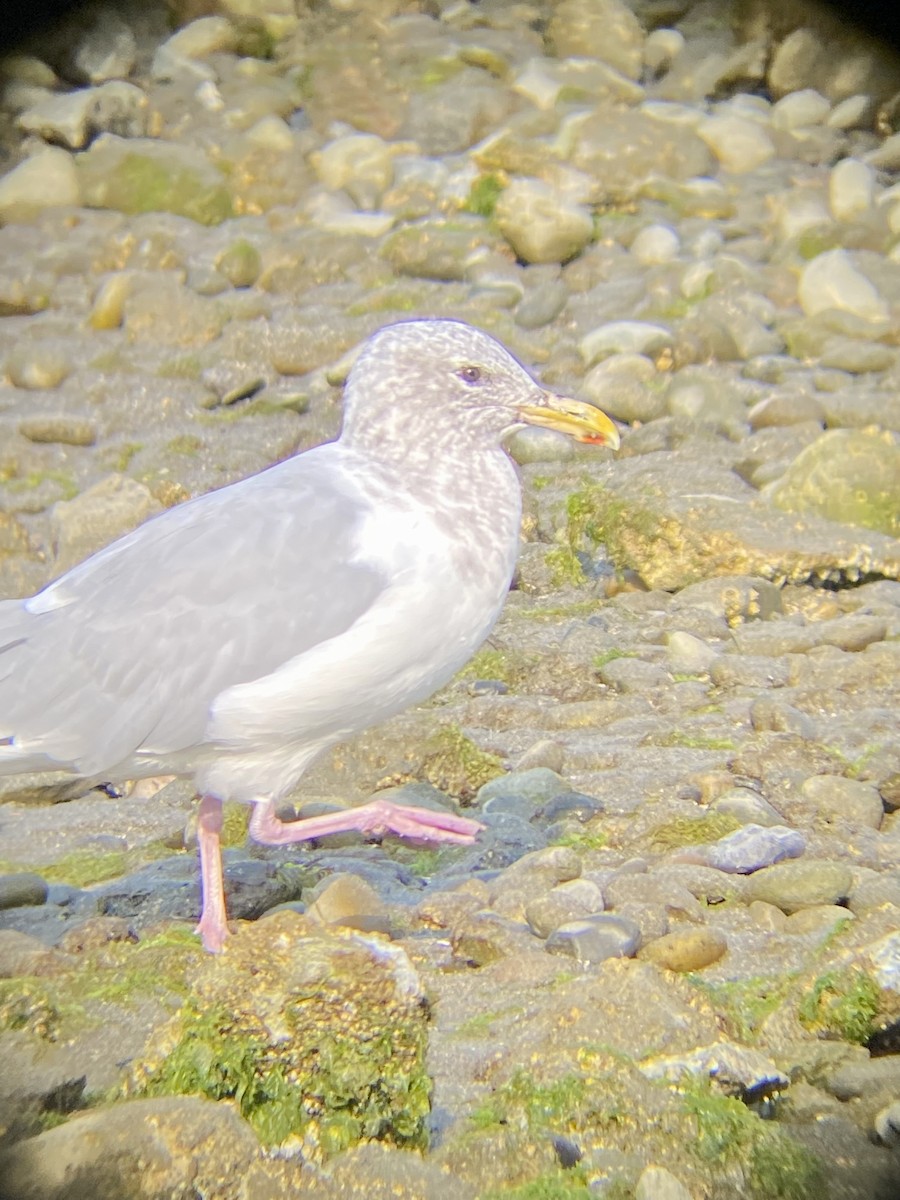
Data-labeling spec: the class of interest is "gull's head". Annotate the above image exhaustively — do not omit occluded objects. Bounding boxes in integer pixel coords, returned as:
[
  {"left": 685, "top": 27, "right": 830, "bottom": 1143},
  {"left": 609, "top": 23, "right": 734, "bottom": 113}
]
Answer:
[{"left": 342, "top": 318, "right": 620, "bottom": 454}]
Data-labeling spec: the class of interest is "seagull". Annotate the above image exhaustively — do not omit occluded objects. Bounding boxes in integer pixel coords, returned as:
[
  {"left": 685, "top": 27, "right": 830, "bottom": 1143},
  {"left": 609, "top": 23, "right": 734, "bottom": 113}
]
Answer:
[{"left": 0, "top": 319, "right": 619, "bottom": 951}]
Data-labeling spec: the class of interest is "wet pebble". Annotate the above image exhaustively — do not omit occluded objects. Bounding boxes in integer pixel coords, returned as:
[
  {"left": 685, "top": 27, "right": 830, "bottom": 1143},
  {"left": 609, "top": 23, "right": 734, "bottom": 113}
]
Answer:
[
  {"left": 18, "top": 416, "right": 97, "bottom": 446},
  {"left": 0, "top": 872, "right": 48, "bottom": 910},
  {"left": 710, "top": 787, "right": 787, "bottom": 827},
  {"left": 6, "top": 344, "right": 72, "bottom": 389},
  {"left": 701, "top": 824, "right": 806, "bottom": 873},
  {"left": 744, "top": 859, "right": 853, "bottom": 912},
  {"left": 799, "top": 774, "right": 884, "bottom": 829},
  {"left": 545, "top": 913, "right": 641, "bottom": 963},
  {"left": 638, "top": 927, "right": 727, "bottom": 972},
  {"left": 525, "top": 878, "right": 605, "bottom": 938}
]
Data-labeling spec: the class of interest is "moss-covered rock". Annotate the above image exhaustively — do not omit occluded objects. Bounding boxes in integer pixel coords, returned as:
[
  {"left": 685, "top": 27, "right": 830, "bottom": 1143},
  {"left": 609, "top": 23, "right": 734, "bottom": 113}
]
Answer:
[
  {"left": 767, "top": 429, "right": 900, "bottom": 538},
  {"left": 127, "top": 912, "right": 431, "bottom": 1156},
  {"left": 77, "top": 136, "right": 233, "bottom": 225}
]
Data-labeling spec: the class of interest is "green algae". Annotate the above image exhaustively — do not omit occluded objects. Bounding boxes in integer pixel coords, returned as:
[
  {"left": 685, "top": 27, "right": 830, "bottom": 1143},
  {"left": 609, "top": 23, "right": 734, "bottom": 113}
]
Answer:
[
  {"left": 648, "top": 812, "right": 741, "bottom": 851},
  {"left": 551, "top": 828, "right": 607, "bottom": 853},
  {"left": 0, "top": 929, "right": 199, "bottom": 1043},
  {"left": 798, "top": 968, "right": 881, "bottom": 1044},
  {"left": 682, "top": 1078, "right": 825, "bottom": 1200},
  {"left": 687, "top": 974, "right": 798, "bottom": 1044},
  {"left": 471, "top": 1070, "right": 587, "bottom": 1133},
  {"left": 420, "top": 724, "right": 504, "bottom": 798},
  {"left": 25, "top": 840, "right": 174, "bottom": 888},
  {"left": 130, "top": 920, "right": 432, "bottom": 1154},
  {"left": 544, "top": 545, "right": 586, "bottom": 587},
  {"left": 465, "top": 173, "right": 505, "bottom": 218},
  {"left": 481, "top": 1174, "right": 593, "bottom": 1199},
  {"left": 560, "top": 485, "right": 667, "bottom": 578},
  {"left": 79, "top": 152, "right": 233, "bottom": 226},
  {"left": 650, "top": 731, "right": 737, "bottom": 751}
]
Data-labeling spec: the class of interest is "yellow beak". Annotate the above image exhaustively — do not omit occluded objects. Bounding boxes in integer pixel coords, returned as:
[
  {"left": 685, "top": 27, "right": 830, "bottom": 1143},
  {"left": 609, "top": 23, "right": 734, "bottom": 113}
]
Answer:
[{"left": 517, "top": 394, "right": 621, "bottom": 449}]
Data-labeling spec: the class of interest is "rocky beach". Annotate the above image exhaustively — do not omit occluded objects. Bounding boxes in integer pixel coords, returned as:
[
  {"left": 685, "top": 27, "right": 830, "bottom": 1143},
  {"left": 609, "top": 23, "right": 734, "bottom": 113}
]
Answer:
[{"left": 0, "top": 0, "right": 899, "bottom": 1197}]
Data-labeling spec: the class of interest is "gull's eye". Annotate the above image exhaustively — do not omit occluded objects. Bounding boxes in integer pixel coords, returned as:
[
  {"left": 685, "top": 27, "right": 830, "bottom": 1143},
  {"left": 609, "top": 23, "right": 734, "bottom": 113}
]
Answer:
[{"left": 457, "top": 365, "right": 483, "bottom": 385}]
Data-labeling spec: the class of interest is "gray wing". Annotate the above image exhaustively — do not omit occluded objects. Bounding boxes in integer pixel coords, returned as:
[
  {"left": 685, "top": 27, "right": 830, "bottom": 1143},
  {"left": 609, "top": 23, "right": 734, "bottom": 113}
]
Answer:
[{"left": 0, "top": 446, "right": 386, "bottom": 777}]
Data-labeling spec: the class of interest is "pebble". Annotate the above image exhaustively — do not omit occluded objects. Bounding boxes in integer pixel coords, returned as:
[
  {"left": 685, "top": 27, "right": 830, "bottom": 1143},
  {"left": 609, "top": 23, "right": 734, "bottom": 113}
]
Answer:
[
  {"left": 771, "top": 88, "right": 831, "bottom": 130},
  {"left": 525, "top": 878, "right": 605, "bottom": 938},
  {"left": 580, "top": 353, "right": 665, "bottom": 424},
  {"left": 70, "top": 8, "right": 136, "bottom": 84},
  {"left": 696, "top": 114, "right": 775, "bottom": 173},
  {"left": 19, "top": 416, "right": 97, "bottom": 446},
  {"left": 829, "top": 158, "right": 875, "bottom": 221},
  {"left": 744, "top": 860, "right": 853, "bottom": 912},
  {"left": 638, "top": 927, "right": 728, "bottom": 972},
  {"left": 17, "top": 81, "right": 148, "bottom": 150},
  {"left": 630, "top": 224, "right": 680, "bottom": 265},
  {"left": 494, "top": 178, "right": 594, "bottom": 265},
  {"left": 702, "top": 824, "right": 806, "bottom": 874},
  {"left": 580, "top": 321, "right": 673, "bottom": 364},
  {"left": 874, "top": 1101, "right": 900, "bottom": 1148},
  {"left": 710, "top": 788, "right": 786, "bottom": 827},
  {"left": 799, "top": 775, "right": 884, "bottom": 830},
  {"left": 798, "top": 249, "right": 889, "bottom": 323},
  {"left": 6, "top": 344, "right": 72, "bottom": 390},
  {"left": 827, "top": 95, "right": 873, "bottom": 129},
  {"left": 0, "top": 147, "right": 79, "bottom": 216},
  {"left": 665, "top": 631, "right": 717, "bottom": 675},
  {"left": 548, "top": 0, "right": 645, "bottom": 79},
  {"left": 50, "top": 475, "right": 162, "bottom": 573},
  {"left": 635, "top": 1165, "right": 693, "bottom": 1200},
  {"left": 783, "top": 905, "right": 852, "bottom": 935},
  {"left": 644, "top": 30, "right": 685, "bottom": 75},
  {"left": 313, "top": 133, "right": 395, "bottom": 208},
  {"left": 545, "top": 913, "right": 641, "bottom": 963},
  {"left": 306, "top": 872, "right": 392, "bottom": 934},
  {"left": 0, "top": 872, "right": 48, "bottom": 910}
]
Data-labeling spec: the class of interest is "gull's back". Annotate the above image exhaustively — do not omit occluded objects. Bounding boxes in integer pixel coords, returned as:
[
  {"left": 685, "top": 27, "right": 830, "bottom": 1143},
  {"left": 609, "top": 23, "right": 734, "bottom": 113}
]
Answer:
[{"left": 0, "top": 445, "right": 386, "bottom": 782}]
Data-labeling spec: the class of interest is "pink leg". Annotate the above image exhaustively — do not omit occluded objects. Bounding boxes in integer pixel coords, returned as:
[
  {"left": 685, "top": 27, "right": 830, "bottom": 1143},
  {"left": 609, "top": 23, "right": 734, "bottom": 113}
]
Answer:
[
  {"left": 249, "top": 797, "right": 484, "bottom": 847},
  {"left": 195, "top": 794, "right": 229, "bottom": 953}
]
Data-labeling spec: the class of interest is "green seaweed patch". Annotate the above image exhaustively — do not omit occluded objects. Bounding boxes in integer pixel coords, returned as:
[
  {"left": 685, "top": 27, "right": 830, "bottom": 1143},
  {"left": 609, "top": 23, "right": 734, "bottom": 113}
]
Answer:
[
  {"left": 687, "top": 974, "right": 798, "bottom": 1044},
  {"left": 545, "top": 545, "right": 586, "bottom": 587},
  {"left": 521, "top": 598, "right": 606, "bottom": 621},
  {"left": 551, "top": 827, "right": 607, "bottom": 852},
  {"left": 81, "top": 153, "right": 234, "bottom": 225},
  {"left": 682, "top": 1078, "right": 825, "bottom": 1199},
  {"left": 133, "top": 988, "right": 430, "bottom": 1152},
  {"left": 0, "top": 930, "right": 198, "bottom": 1042},
  {"left": 458, "top": 648, "right": 525, "bottom": 688},
  {"left": 157, "top": 354, "right": 203, "bottom": 380},
  {"left": 33, "top": 840, "right": 173, "bottom": 888},
  {"left": 650, "top": 731, "right": 736, "bottom": 751},
  {"left": 465, "top": 173, "right": 505, "bottom": 218},
  {"left": 164, "top": 434, "right": 204, "bottom": 456},
  {"left": 420, "top": 724, "right": 504, "bottom": 799},
  {"left": 98, "top": 442, "right": 143, "bottom": 472},
  {"left": 798, "top": 969, "right": 881, "bottom": 1044},
  {"left": 472, "top": 1070, "right": 587, "bottom": 1132},
  {"left": 481, "top": 1173, "right": 593, "bottom": 1200},
  {"left": 220, "top": 801, "right": 250, "bottom": 849},
  {"left": 562, "top": 486, "right": 661, "bottom": 577},
  {"left": 648, "top": 812, "right": 741, "bottom": 852},
  {"left": 0, "top": 977, "right": 81, "bottom": 1041},
  {"left": 593, "top": 649, "right": 637, "bottom": 669},
  {"left": 3, "top": 469, "right": 78, "bottom": 500},
  {"left": 136, "top": 1001, "right": 308, "bottom": 1145}
]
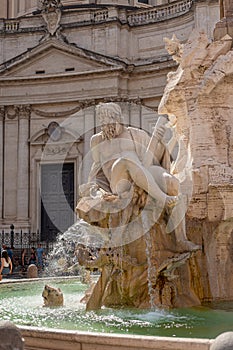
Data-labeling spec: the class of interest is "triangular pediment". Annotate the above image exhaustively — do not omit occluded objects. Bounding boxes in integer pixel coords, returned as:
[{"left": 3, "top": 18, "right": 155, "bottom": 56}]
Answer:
[{"left": 0, "top": 38, "right": 125, "bottom": 78}]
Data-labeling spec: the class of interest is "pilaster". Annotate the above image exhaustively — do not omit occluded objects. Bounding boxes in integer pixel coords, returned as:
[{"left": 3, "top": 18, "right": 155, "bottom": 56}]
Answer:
[
  {"left": 16, "top": 105, "right": 31, "bottom": 225},
  {"left": 0, "top": 0, "right": 8, "bottom": 18},
  {"left": 0, "top": 107, "right": 5, "bottom": 224},
  {"left": 18, "top": 0, "right": 26, "bottom": 17},
  {"left": 3, "top": 106, "right": 18, "bottom": 222}
]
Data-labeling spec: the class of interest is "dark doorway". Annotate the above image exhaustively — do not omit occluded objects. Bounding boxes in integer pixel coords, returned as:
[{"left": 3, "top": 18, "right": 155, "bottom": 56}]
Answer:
[{"left": 40, "top": 163, "right": 74, "bottom": 241}]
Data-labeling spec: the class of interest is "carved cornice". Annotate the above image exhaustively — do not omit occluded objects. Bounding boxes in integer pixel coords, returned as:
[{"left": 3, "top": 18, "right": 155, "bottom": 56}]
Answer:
[{"left": 32, "top": 98, "right": 142, "bottom": 117}]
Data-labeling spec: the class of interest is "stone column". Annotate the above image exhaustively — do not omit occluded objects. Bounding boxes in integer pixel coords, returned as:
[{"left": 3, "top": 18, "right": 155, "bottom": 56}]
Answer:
[
  {"left": 25, "top": 0, "right": 38, "bottom": 14},
  {"left": 18, "top": 0, "right": 26, "bottom": 16},
  {"left": 0, "top": 107, "right": 4, "bottom": 223},
  {"left": 10, "top": 0, "right": 20, "bottom": 18},
  {"left": 4, "top": 106, "right": 19, "bottom": 222},
  {"left": 0, "top": 0, "right": 8, "bottom": 18},
  {"left": 16, "top": 105, "right": 31, "bottom": 225}
]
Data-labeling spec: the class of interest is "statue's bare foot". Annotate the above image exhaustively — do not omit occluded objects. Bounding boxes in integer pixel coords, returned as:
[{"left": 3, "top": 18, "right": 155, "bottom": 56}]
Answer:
[
  {"left": 177, "top": 240, "right": 202, "bottom": 253},
  {"left": 103, "top": 193, "right": 119, "bottom": 202},
  {"left": 165, "top": 195, "right": 179, "bottom": 208}
]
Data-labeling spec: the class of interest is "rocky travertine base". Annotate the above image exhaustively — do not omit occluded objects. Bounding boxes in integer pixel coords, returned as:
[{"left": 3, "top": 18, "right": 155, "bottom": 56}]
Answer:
[
  {"left": 159, "top": 28, "right": 233, "bottom": 302},
  {"left": 76, "top": 188, "right": 201, "bottom": 310},
  {"left": 76, "top": 22, "right": 233, "bottom": 309}
]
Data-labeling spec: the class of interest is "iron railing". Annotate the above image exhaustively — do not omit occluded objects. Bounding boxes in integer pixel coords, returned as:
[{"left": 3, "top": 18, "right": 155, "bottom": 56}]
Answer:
[{"left": 0, "top": 225, "right": 55, "bottom": 252}]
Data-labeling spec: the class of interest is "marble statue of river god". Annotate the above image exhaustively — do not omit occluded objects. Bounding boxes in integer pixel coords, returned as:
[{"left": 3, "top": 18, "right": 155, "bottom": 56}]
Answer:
[{"left": 76, "top": 102, "right": 201, "bottom": 311}]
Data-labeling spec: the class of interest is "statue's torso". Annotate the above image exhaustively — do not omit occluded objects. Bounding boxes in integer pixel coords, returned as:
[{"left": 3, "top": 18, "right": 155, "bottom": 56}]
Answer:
[{"left": 98, "top": 128, "right": 140, "bottom": 181}]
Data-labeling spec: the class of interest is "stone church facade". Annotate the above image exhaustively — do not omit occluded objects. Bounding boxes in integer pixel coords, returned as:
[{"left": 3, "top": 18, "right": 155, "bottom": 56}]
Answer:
[{"left": 0, "top": 0, "right": 219, "bottom": 241}]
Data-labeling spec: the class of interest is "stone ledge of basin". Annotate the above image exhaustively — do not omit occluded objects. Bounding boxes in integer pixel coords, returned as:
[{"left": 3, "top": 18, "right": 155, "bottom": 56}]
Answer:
[
  {"left": 19, "top": 325, "right": 213, "bottom": 350},
  {"left": 0, "top": 275, "right": 84, "bottom": 284}
]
######
§ **Problem to solve**
Copy out the lines above that hold the string "pebble".

§ **Solution to the exercise**
Data-labeling spec: the class of interest is "wet pebble". Annotate the above image exhaustively — do not omit occluded objects. Bounding boxes in integer pixel coords, returned as:
Data-labeling spec: the class of interest is "pebble". Annotate the above image exhaustively — do not omit occluded objects. Bounding boxes in integer pixel coords, returned as:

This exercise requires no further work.